Dataset excerpts:
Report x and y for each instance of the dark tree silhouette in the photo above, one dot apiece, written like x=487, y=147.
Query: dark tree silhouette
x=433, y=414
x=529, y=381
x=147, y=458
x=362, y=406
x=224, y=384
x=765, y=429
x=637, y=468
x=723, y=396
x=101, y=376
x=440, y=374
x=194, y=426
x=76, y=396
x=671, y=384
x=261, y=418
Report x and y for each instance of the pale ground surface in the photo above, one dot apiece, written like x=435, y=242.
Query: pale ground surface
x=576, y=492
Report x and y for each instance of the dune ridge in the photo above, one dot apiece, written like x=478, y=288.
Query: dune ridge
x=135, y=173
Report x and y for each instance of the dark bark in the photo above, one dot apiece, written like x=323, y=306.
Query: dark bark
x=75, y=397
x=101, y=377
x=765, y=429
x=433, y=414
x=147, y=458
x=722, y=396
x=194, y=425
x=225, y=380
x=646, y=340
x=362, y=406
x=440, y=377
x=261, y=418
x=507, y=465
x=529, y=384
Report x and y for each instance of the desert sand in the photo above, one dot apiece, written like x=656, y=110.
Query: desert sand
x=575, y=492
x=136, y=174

What the exercise asks: As you read the records above, find each line that contains "Report" and copy it.

Answer to the exercise:
Report x and y for each instance of the dark tree silhouette in the photo above, one dot apiece, written like x=487, y=147.
Report x and y for each instance of the pale ground surface in the photo above, one dot apiece, written like x=435, y=242.
Report x and y for each instance of the dune ridge in the photo above, one dot apiece, written like x=478, y=288.
Report x and y for each instance of the dark bark in the photo above, one dot apiece, written like x=323, y=306.
Report x and y for each instance of the desert sand in the photo above, one dot apiece, written like x=656, y=110.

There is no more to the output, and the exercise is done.